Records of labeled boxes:
******

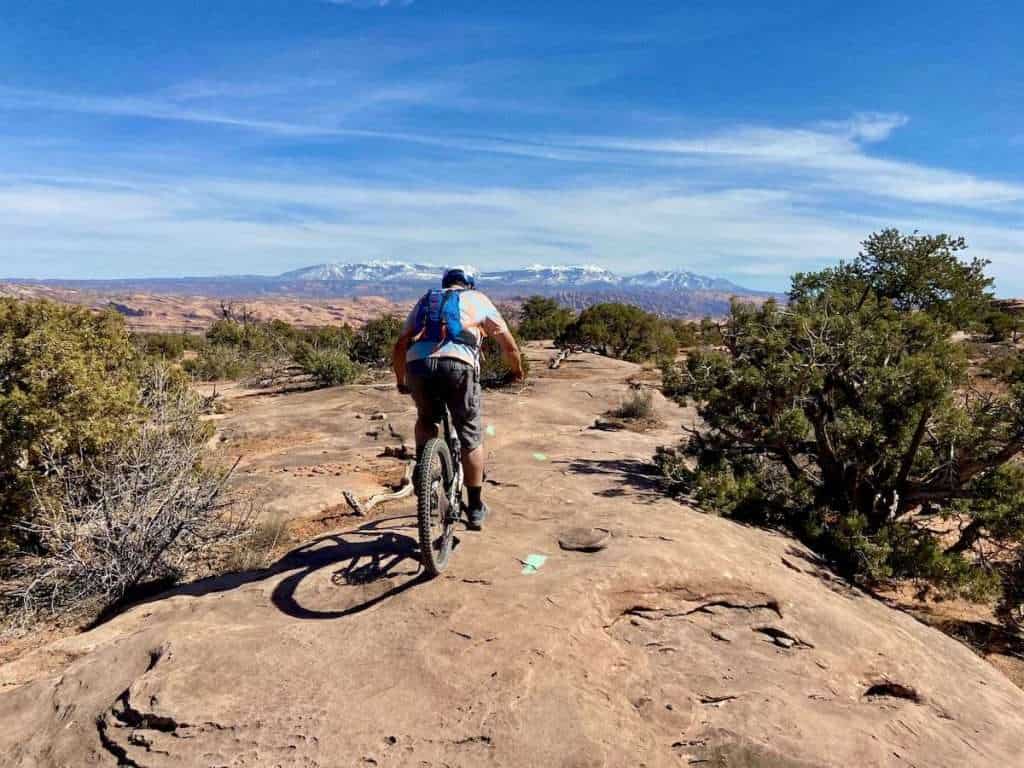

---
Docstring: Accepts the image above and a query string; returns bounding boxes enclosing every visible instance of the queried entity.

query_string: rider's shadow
[270,517,426,620]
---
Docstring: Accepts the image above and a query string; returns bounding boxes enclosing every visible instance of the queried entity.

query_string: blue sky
[0,0,1024,295]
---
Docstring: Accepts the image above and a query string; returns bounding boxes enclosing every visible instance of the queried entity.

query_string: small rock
[558,528,611,552]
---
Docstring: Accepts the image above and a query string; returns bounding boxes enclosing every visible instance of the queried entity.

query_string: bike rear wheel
[416,438,456,577]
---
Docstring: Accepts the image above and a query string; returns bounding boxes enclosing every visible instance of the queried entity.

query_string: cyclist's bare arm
[483,321,522,379]
[391,331,413,393]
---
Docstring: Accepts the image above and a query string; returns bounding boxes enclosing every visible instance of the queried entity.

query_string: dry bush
[609,389,654,421]
[219,517,295,573]
[3,367,254,623]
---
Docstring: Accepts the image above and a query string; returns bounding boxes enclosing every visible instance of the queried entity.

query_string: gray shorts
[406,357,483,452]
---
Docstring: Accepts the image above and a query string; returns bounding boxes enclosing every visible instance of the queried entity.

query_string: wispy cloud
[0,83,1024,214]
[323,0,415,8]
[0,171,1024,291]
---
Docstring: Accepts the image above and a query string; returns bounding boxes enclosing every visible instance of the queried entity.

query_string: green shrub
[2,365,253,621]
[480,327,529,389]
[556,302,679,362]
[182,344,251,381]
[0,299,141,547]
[663,230,1024,596]
[296,346,360,387]
[352,314,404,368]
[132,333,197,362]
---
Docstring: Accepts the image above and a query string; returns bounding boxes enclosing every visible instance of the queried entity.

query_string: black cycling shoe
[466,502,490,530]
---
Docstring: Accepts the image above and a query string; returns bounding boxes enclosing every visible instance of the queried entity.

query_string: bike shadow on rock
[270,516,440,620]
[117,515,444,626]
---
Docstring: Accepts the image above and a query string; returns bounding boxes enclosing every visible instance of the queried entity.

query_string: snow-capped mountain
[280,261,443,283]
[480,264,622,287]
[622,269,745,292]
[280,261,745,292]
[16,261,767,317]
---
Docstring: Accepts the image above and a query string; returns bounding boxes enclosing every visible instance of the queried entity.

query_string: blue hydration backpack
[413,288,477,347]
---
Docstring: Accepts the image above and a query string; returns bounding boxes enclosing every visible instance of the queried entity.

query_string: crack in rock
[754,627,814,648]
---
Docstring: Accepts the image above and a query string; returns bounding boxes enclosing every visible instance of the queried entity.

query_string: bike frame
[444,406,465,521]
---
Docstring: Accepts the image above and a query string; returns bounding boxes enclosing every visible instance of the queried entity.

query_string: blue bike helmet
[441,266,476,288]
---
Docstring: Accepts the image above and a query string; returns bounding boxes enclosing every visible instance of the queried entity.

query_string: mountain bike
[415,406,463,577]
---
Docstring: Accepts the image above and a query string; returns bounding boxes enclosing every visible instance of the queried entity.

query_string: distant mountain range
[10,261,770,316]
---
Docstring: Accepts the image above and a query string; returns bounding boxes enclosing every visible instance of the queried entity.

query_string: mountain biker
[391,267,523,530]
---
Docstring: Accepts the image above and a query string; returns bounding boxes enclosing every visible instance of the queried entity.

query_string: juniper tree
[662,229,1024,606]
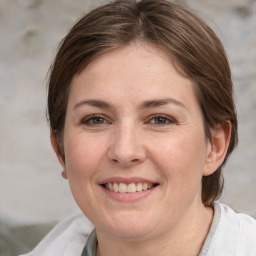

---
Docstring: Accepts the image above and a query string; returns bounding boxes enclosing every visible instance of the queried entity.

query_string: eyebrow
[73,98,187,109]
[73,100,113,109]
[139,98,187,109]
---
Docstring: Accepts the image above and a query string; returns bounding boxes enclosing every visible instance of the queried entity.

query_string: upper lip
[99,177,159,185]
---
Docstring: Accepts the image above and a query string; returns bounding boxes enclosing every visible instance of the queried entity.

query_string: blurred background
[0,0,256,256]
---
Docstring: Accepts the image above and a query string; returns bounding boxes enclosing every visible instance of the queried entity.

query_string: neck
[96,206,213,256]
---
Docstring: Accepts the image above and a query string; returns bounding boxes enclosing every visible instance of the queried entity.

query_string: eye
[81,115,110,126]
[149,114,175,125]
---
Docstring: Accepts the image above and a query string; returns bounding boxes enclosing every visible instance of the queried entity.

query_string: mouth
[102,182,159,193]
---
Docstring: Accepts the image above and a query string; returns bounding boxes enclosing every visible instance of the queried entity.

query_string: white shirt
[19,203,256,256]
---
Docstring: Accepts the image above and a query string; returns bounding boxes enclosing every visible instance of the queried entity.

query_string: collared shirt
[19,203,256,256]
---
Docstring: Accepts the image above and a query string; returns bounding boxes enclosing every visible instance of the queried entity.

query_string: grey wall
[0,0,256,225]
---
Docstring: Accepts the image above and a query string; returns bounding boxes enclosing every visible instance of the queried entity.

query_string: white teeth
[142,183,148,191]
[118,183,127,193]
[113,183,119,192]
[127,183,136,193]
[137,183,142,192]
[105,182,154,193]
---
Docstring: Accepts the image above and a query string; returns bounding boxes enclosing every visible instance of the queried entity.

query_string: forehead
[70,43,198,109]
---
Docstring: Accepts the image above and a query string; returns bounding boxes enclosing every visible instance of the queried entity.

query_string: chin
[96,211,157,240]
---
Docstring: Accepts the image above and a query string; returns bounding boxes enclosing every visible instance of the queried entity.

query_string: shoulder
[18,214,93,256]
[207,203,256,256]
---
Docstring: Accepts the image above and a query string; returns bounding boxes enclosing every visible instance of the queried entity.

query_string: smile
[103,182,158,193]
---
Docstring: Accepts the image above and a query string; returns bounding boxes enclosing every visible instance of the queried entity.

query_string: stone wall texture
[0,0,256,225]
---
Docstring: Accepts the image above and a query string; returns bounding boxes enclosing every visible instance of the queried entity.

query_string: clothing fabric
[19,203,256,256]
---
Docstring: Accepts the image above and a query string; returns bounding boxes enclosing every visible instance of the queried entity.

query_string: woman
[19,0,256,256]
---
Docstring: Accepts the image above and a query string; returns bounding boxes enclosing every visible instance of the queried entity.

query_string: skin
[51,42,230,256]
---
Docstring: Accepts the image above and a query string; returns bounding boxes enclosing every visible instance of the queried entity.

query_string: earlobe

******

Give again the rows from the start through the line with "[0,171,1024,291]", both ends included and requests kept, shifting every bounding-box coordinate in the answers by -84. Leave the pictures out.

Result of this exercise:
---
Docstring: Accepts the image above and a query string; returns bounding boxes enclosing every visible instance of the queried entity.

query_string: rider's shadow
[186,433,342,536]
---
Docstring: Accepts the image above and a query string; returns bounding boxes enclosing every visible instance of the queried entity.

query_string: blue sky
[-84,-84,940,211]
---
Docstring: Accepts the image above and a query string; returns bounding boxes enclosing every visible instance of the queried entity.

query_string: small rock
[474,444,527,468]
---
Docstring: Accepts the image above and a query string; returns bounding boxes enclosing every visible instance of the queried entity.

query_string: bike rear wheel
[332,354,372,493]
---
Docstring: Accepts the image above and a query string; returns bounding boxes enclosing every visible instance of the queried entity.

query_string: cyclist's bare arm
[399,237,438,295]
[307,247,329,309]
---
Docstring: Accepts the image above and a query string; returns bounding boxes enclosing every visible instance of the queried entity.

query_string: dry bush
[525,305,570,337]
[135,433,211,489]
[-81,283,170,539]
---
Docstring: Accepts the image above and a query string; returns bounding boxes enclosing every visible instance of the queried entity.

query_string: gray shorts
[322,273,399,368]
---
Docstring: Accepts the image above and a query string; returns bounding boxes enclosing every visible instance of the queried entity.

query_string: wispy cloud
[-84,-1,940,130]
[239,-84,331,-76]
[-84,87,940,207]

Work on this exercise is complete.